[Task brief]: Reproduce the passage below on the health effects of fracking word for word.

Science clearly shows that ground-level ozone contributes to stroke risk, premature birth, heart attack and asthma, among other things, she explains. When her research group looked at public health effects measured directly, they saw them occurring at higher than normal rates in places with a lot of fracking activity.

The most troubling of these, Steingraber says, is the effect on pregnant women who live near drilling and fracking operations. These women are at higher risk for poor birth outcomes, including premature birth, certain kinds of birth defects and small-for-date births — infants born small for the number of months of pregnancy.

Water contamination is also a proven result of fracking, Steingraber says. Fracking uses fresh drinking water sources to shatter the shale underground, releasing the bubbles of methane — natural gas — and oil trapped inside the rock. “When that water comes back up again, it’s contaminated not only with toxic fracking chemicals that were added in the first place, but there is also a whole periodic chart of toxic chemicals down in the shale — things like heavy metals, arsenic, barium, strontium, uranium,” Steingraber explains. “Some of these things, like radium and radon, are actually radioactive.”

[Region pointing data]:
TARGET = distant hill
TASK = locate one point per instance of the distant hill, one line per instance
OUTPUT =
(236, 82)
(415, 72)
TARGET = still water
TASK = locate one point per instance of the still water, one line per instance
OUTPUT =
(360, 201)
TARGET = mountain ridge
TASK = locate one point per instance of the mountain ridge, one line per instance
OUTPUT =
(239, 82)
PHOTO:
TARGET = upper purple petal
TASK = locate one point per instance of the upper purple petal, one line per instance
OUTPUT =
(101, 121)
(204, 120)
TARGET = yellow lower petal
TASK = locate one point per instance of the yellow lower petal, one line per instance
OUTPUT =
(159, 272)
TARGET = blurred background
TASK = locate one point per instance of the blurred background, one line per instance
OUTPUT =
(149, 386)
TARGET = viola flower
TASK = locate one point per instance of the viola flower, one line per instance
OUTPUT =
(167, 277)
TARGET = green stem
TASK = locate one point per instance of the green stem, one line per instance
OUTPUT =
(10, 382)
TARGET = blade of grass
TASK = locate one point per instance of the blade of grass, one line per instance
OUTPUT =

[Task output]:
Science clearly shows that ground-level ozone contributes to stroke risk, premature birth, heart attack and asthma, among other things, she explains. When her research group looked at public health effects measured directly, they saw them occurring at higher than normal rates in places with a lot of fracking activity.

The most troubling of these, Steingraber says, is the effect on pregnant women who live near drilling and fracking operations. These women are at higher risk for poor birth outcomes, including premature birth, certain kinds of birth defects and small-for-date births — infants born small for the number of months of pregnancy.

Water contamination is also a proven result of fracking, Steingraber says. Fracking uses fresh drinking water sources to shatter the shale underground, releasing the bubbles of methane — natural gas — and oil trapped inside the rock. “When that water comes back up again, it’s contaminated not only with toxic fracking chemicals that were added in the first place, but there is also a whole periodic chart of toxic chemicals down in the shale — things like heavy metals, arsenic, barium, strontium, uranium,” Steingraber explains. “Some of these things, like radium and radon, are actually radioactive.”